▸ **What to produce**
Return the lines below word for word, from the first one through the line that contains "column 627, row 262", including that line. Leave the pictures out of your answer.

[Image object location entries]
========

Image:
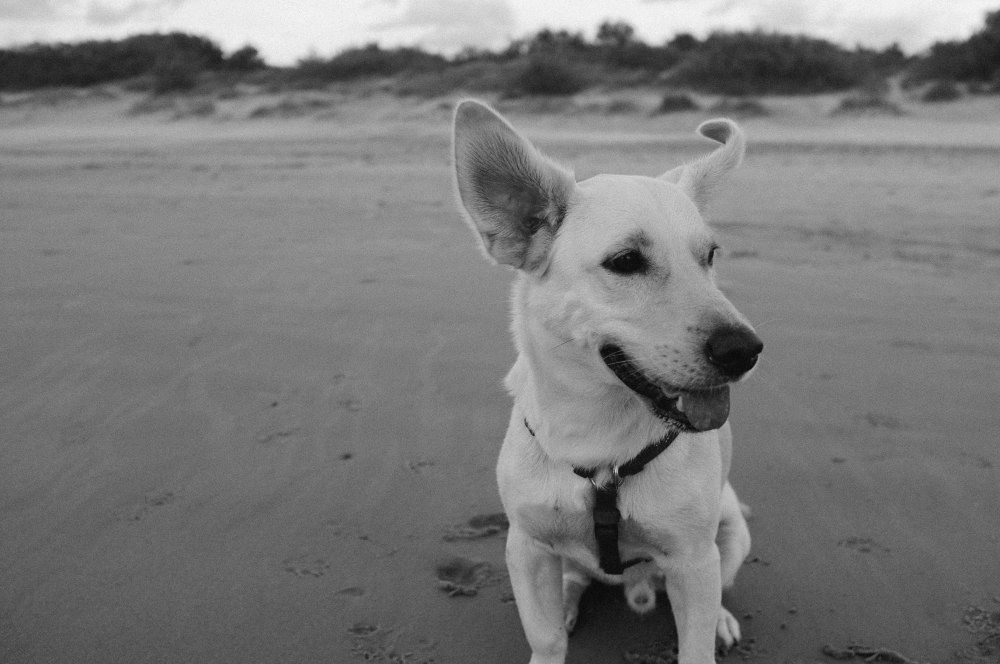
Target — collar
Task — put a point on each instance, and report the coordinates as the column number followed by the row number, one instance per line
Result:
column 631, row 467
column 605, row 509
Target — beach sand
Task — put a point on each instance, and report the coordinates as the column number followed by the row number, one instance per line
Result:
column 250, row 386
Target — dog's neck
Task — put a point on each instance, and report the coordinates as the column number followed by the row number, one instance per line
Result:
column 578, row 410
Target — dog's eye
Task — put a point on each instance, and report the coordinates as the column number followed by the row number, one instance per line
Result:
column 627, row 262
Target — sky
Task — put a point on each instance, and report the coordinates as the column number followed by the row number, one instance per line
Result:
column 286, row 30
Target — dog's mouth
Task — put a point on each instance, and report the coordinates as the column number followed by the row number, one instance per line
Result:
column 691, row 410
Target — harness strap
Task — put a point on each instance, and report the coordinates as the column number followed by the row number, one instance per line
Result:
column 606, row 513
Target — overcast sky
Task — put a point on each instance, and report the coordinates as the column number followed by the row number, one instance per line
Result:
column 286, row 30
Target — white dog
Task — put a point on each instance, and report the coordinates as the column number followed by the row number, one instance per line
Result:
column 616, row 457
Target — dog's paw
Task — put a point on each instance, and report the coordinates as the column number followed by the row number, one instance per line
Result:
column 727, row 631
column 572, row 591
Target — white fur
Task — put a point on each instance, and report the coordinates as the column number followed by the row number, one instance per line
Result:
column 680, row 511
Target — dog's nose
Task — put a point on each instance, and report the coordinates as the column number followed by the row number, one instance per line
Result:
column 733, row 350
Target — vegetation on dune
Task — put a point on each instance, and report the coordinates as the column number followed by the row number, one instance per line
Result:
column 548, row 63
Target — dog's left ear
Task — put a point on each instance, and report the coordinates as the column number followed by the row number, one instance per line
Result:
column 699, row 178
column 514, row 196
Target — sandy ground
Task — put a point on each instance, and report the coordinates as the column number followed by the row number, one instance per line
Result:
column 250, row 387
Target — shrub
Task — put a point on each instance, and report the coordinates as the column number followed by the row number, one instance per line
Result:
column 741, row 106
column 245, row 59
column 175, row 73
column 676, row 103
column 544, row 76
column 861, row 103
column 368, row 62
column 744, row 63
column 941, row 91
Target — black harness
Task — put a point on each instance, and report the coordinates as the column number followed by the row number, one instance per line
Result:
column 606, row 514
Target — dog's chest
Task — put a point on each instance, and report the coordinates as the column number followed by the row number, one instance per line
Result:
column 566, row 521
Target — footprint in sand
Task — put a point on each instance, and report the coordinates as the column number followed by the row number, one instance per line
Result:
column 462, row 577
column 305, row 566
column 282, row 423
column 374, row 643
column 862, row 545
column 478, row 527
column 149, row 503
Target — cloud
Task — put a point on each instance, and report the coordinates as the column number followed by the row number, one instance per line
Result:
column 448, row 25
column 34, row 10
column 105, row 13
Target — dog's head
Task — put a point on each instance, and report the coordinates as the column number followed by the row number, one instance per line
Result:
column 620, row 266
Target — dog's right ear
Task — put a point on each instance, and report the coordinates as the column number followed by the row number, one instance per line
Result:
column 513, row 196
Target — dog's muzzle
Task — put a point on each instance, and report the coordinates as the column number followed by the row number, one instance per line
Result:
column 690, row 410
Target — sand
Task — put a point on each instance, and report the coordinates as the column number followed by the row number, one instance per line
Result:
column 250, row 386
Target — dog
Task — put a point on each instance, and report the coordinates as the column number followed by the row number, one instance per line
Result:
column 625, row 352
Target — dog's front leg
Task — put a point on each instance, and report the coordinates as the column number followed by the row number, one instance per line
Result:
column 694, row 586
column 536, row 577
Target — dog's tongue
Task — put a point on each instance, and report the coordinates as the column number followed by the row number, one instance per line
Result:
column 705, row 410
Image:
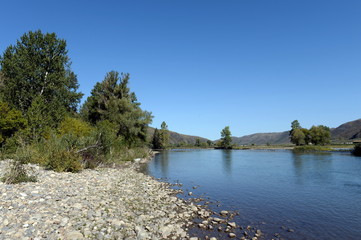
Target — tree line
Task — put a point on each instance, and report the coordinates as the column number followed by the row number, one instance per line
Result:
column 316, row 135
column 39, row 102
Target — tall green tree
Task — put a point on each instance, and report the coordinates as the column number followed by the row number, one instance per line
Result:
column 36, row 71
column 161, row 137
column 11, row 120
column 320, row 135
column 226, row 139
column 112, row 100
column 297, row 134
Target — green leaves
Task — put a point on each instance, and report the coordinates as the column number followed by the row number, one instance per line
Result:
column 112, row 100
column 11, row 120
column 317, row 135
column 226, row 140
column 37, row 78
column 161, row 137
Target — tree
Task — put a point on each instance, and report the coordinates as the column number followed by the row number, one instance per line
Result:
column 197, row 143
column 357, row 149
column 161, row 137
column 298, row 135
column 226, row 140
column 320, row 135
column 38, row 81
column 38, row 67
column 11, row 120
column 112, row 100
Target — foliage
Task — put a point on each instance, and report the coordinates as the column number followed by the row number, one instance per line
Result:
column 64, row 161
column 226, row 140
column 317, row 135
column 16, row 173
column 298, row 137
column 357, row 149
column 161, row 137
column 311, row 148
column 11, row 121
column 38, row 80
column 74, row 126
column 197, row 143
column 112, row 100
column 320, row 135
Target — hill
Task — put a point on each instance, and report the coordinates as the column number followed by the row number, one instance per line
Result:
column 347, row 131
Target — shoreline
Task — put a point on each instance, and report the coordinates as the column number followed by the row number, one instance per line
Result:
column 104, row 203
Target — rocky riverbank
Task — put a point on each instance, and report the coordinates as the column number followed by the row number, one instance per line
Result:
column 105, row 203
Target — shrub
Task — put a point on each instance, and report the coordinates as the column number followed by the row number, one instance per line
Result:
column 311, row 148
column 74, row 126
column 357, row 150
column 11, row 121
column 64, row 161
column 16, row 173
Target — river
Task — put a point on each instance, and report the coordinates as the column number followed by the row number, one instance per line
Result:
column 295, row 196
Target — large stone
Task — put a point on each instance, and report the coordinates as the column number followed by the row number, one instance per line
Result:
column 74, row 235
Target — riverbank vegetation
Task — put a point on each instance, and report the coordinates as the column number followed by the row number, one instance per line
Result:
column 39, row 118
column 316, row 135
column 357, row 149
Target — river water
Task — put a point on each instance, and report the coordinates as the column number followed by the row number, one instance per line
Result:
column 297, row 196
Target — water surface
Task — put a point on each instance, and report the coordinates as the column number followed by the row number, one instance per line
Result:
column 316, row 195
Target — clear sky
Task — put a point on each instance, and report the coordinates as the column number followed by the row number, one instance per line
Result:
column 201, row 65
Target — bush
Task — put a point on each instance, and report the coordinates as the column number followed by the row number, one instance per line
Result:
column 16, row 173
column 74, row 126
column 311, row 148
column 64, row 161
column 11, row 121
column 357, row 150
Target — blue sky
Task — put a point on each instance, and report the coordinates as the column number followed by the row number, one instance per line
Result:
column 201, row 65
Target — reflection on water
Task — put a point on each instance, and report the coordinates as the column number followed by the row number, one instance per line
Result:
column 312, row 166
column 317, row 195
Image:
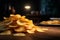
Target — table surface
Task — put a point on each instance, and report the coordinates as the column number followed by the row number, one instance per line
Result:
column 53, row 33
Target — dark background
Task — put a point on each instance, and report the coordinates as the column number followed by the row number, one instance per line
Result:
column 45, row 8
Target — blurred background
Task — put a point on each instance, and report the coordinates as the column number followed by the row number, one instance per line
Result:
column 33, row 9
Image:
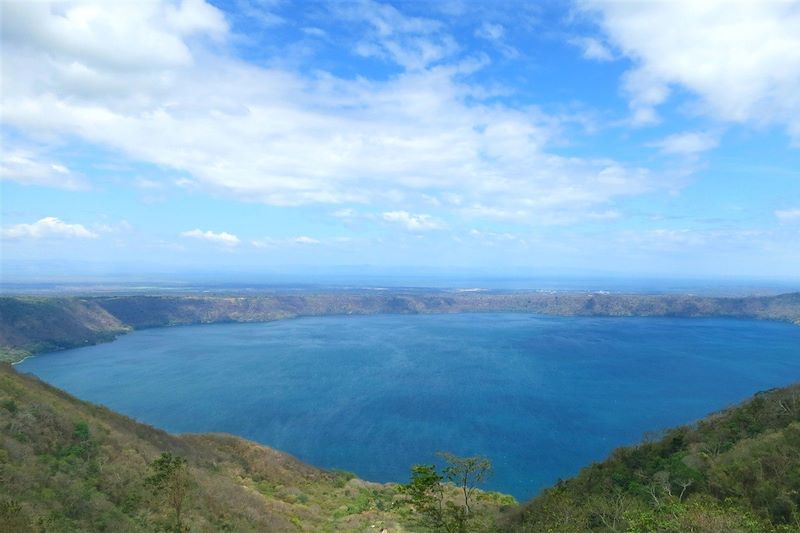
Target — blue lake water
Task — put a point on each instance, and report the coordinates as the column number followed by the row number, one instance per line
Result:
column 540, row 396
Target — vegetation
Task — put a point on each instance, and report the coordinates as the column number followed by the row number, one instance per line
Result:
column 31, row 325
column 171, row 481
column 738, row 470
column 446, row 501
column 67, row 465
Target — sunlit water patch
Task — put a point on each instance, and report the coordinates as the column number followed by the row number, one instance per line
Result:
column 540, row 396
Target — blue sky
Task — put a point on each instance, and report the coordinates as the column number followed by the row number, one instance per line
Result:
column 651, row 138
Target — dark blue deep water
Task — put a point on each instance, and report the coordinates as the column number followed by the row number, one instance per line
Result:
column 540, row 396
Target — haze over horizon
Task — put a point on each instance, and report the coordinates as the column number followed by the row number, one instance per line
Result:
column 655, row 139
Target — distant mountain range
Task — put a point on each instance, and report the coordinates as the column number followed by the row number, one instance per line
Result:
column 30, row 325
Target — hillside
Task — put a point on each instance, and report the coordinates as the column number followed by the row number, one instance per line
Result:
column 32, row 325
column 67, row 465
column 734, row 471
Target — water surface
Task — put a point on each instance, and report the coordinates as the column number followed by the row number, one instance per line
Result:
column 540, row 396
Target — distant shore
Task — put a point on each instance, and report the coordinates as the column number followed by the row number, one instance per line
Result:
column 36, row 324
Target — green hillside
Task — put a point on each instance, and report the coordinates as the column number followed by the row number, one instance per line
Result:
column 734, row 471
column 68, row 465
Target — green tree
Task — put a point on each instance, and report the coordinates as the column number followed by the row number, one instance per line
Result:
column 171, row 480
column 427, row 494
column 466, row 473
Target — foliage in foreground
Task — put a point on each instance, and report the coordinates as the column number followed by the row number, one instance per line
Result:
column 67, row 465
column 738, row 470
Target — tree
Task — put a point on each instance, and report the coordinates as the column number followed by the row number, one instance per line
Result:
column 427, row 491
column 466, row 473
column 171, row 481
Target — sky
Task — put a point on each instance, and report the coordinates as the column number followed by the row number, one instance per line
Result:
column 587, row 137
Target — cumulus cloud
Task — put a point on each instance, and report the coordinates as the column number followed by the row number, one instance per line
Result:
column 224, row 238
column 413, row 222
column 788, row 215
column 280, row 137
column 592, row 48
column 490, row 32
column 688, row 143
column 741, row 58
column 268, row 242
column 27, row 168
column 48, row 227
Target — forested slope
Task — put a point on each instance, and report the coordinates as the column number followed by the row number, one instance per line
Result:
column 734, row 471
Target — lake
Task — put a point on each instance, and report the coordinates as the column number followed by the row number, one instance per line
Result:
column 540, row 396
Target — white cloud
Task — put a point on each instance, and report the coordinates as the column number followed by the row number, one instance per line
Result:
column 223, row 237
column 592, row 48
column 688, row 143
column 48, row 227
column 412, row 42
column 741, row 58
column 305, row 240
column 29, row 169
column 268, row 242
column 788, row 215
column 490, row 32
column 275, row 136
column 345, row 213
column 413, row 222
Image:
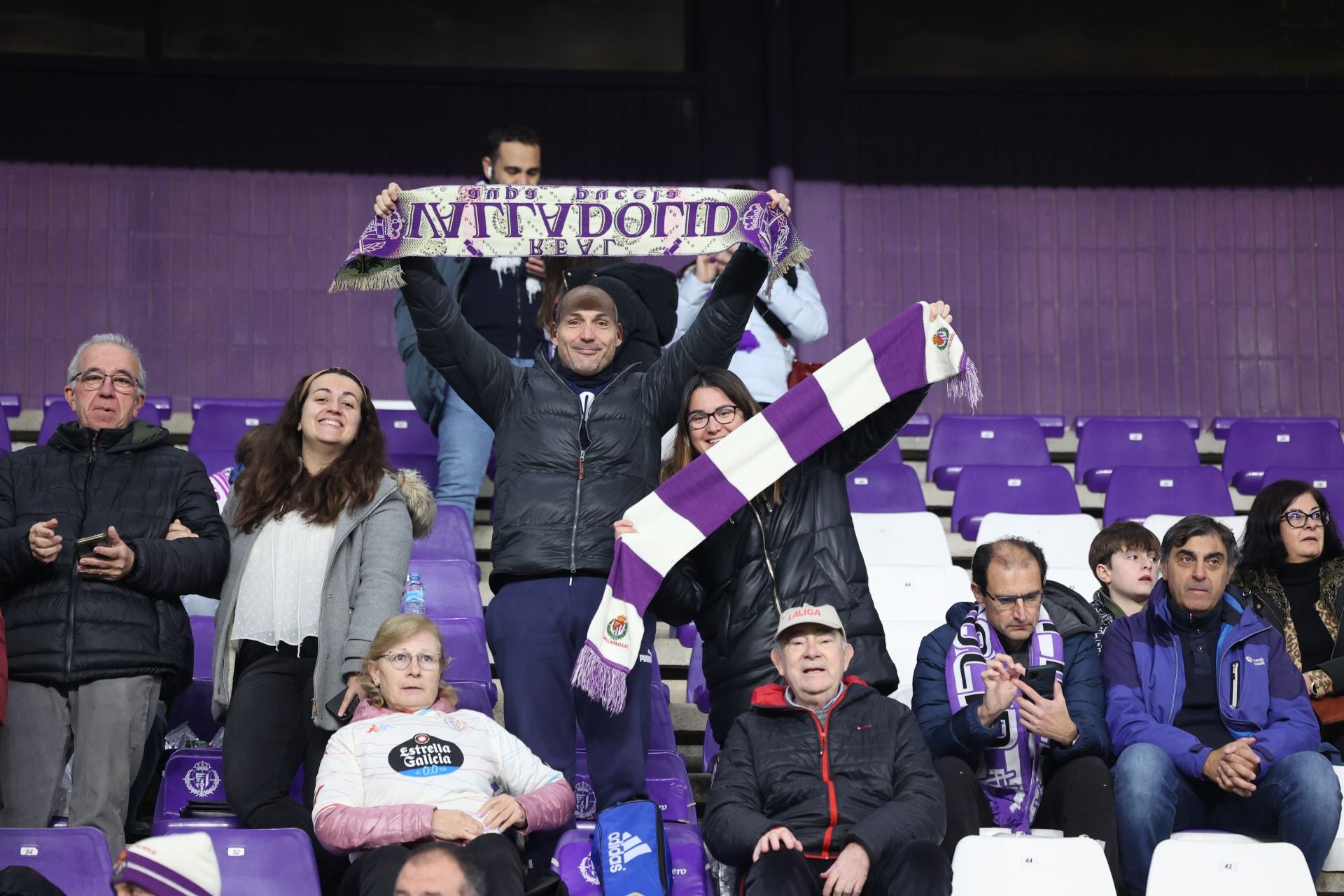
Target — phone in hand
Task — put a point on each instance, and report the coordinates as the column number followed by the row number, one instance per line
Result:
column 1042, row 680
column 85, row 546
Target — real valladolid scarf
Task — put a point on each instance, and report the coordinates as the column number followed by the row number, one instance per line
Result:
column 1009, row 770
column 504, row 219
column 905, row 354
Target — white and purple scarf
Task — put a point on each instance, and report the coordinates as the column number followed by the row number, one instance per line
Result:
column 1009, row 769
column 905, row 354
column 515, row 220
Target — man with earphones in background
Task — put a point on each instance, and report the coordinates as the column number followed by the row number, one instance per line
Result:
column 498, row 298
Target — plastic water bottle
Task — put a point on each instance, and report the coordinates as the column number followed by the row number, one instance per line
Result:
column 413, row 596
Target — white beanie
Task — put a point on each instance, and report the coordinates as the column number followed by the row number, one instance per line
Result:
column 172, row 865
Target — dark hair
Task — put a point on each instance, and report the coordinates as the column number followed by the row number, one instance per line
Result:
column 510, row 134
column 1003, row 551
column 276, row 482
column 1126, row 535
column 475, row 883
column 1262, row 546
column 1195, row 526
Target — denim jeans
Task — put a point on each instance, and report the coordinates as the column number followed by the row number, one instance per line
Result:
column 464, row 450
column 1297, row 802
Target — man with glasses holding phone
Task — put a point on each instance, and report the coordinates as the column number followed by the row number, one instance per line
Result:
column 89, row 586
column 1008, row 696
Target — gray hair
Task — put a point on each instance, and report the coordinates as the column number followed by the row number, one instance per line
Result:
column 1195, row 526
column 109, row 339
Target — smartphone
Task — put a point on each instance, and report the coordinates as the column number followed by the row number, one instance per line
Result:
column 1042, row 680
column 85, row 546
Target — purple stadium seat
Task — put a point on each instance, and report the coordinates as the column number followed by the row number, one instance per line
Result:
column 1224, row 425
column 192, row 703
column 279, row 860
column 1138, row 492
column 667, row 780
column 73, row 859
column 1253, row 447
column 1009, row 489
column 962, row 440
column 574, row 862
column 451, row 539
column 219, row 425
column 885, row 488
column 410, row 444
column 1110, row 442
column 452, row 589
column 1084, row 419
column 917, row 426
column 1319, row 477
column 61, row 413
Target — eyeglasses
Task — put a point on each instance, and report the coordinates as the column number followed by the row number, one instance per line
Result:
column 723, row 414
column 401, row 660
column 1297, row 519
column 92, row 381
column 1007, row 601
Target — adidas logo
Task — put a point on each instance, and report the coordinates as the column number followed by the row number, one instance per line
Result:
column 622, row 849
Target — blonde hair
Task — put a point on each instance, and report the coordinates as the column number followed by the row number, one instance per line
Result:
column 393, row 631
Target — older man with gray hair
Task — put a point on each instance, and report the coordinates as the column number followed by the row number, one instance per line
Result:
column 1209, row 715
column 89, row 586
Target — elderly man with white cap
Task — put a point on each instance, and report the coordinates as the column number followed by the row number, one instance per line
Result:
column 825, row 786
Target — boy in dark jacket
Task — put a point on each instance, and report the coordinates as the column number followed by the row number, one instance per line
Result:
column 825, row 783
column 1007, row 754
column 1210, row 716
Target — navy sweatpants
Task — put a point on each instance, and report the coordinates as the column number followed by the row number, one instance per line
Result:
column 536, row 629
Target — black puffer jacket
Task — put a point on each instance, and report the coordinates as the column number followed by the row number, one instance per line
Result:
column 65, row 629
column 804, row 551
column 547, row 519
column 863, row 777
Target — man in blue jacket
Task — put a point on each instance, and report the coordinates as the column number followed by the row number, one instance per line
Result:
column 1210, row 716
column 1009, row 755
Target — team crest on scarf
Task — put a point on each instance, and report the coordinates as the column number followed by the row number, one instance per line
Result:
column 1009, row 767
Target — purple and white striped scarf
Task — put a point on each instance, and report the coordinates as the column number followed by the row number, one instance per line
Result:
column 905, row 354
column 1009, row 769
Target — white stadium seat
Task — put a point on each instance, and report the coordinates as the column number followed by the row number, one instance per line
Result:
column 902, row 539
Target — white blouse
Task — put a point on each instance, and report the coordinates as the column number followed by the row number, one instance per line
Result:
column 280, row 598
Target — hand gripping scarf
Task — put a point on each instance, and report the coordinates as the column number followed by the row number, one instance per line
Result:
column 1009, row 769
column 905, row 354
column 512, row 220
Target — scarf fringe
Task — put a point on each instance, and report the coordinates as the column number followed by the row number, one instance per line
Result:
column 967, row 384
column 388, row 277
column 600, row 680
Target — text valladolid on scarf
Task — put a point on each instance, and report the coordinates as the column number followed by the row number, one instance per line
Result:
column 514, row 220
column 1009, row 769
column 905, row 354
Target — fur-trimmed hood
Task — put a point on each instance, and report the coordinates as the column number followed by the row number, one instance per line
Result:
column 420, row 501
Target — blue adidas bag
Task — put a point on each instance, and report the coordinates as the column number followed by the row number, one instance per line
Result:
column 629, row 852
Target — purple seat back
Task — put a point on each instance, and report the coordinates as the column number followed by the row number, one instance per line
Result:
column 1253, row 447
column 1138, row 492
column 452, row 589
column 1009, row 489
column 1084, row 419
column 219, row 425
column 668, row 783
column 1320, row 479
column 1224, row 425
column 279, row 860
column 961, row 441
column 1110, row 442
column 574, row 862
column 61, row 413
column 73, row 859
column 451, row 539
column 885, row 488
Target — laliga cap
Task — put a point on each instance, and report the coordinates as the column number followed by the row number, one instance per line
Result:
column 823, row 615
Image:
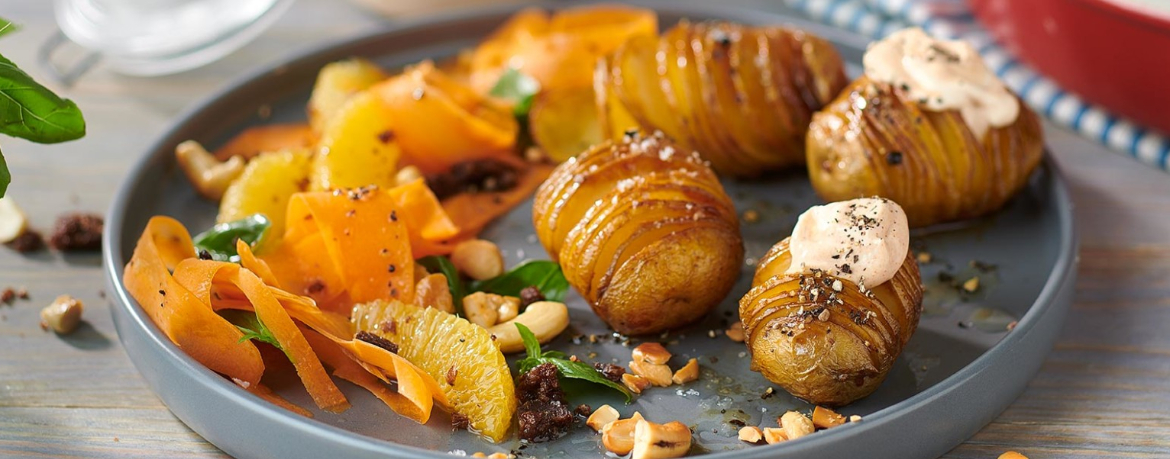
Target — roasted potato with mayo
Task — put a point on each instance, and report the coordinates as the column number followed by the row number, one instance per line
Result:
column 741, row 96
column 816, row 328
column 642, row 230
column 935, row 151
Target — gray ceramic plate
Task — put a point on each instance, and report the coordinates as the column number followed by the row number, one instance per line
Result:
column 951, row 379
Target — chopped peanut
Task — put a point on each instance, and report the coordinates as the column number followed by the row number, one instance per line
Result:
column 796, row 425
column 775, row 434
column 651, row 353
column 656, row 374
column 479, row 259
column 660, row 440
column 736, row 331
column 618, row 437
column 825, row 418
column 635, row 383
column 601, row 417
column 751, row 433
column 687, row 374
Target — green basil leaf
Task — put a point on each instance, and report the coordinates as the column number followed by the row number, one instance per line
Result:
column 441, row 265
column 7, row 27
column 32, row 111
column 220, row 239
column 568, row 369
column 517, row 88
column 5, row 177
column 252, row 327
column 543, row 274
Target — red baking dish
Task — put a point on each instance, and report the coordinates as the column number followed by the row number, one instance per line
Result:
column 1115, row 53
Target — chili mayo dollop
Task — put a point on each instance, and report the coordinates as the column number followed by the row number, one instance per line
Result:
column 942, row 75
column 861, row 240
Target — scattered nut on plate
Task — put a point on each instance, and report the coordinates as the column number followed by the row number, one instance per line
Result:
column 63, row 315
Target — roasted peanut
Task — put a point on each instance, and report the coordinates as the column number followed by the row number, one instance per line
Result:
column 751, row 433
column 63, row 315
column 825, row 418
column 601, row 417
column 656, row 374
column 635, row 383
column 479, row 259
column 208, row 176
column 796, row 425
column 433, row 292
column 775, row 434
column 618, row 437
column 545, row 319
column 660, row 440
column 687, row 374
column 651, row 353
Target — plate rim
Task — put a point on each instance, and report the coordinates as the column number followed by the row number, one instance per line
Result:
column 1046, row 303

========

▸ **The completed task**
Image:
Target — collar
Task — put a point on each instance, and report the coordinates as the column number followed by the row number, one instance per line
Result:
column 631, row 467
column 605, row 509
Target — beach sand
Task — put a point on each instance, and report the coordinates as the column number followed by the row number, one instance per line
Result:
column 250, row 386
Target — dog's neck
Task — put a point on each instance, and report the coordinates as the column number followed by the row number, one instance per line
Result:
column 578, row 410
Target — dog's eye
Task — put a point on each instance, and report the coordinates as the column number followed by the row number, one instance per line
Result:
column 627, row 262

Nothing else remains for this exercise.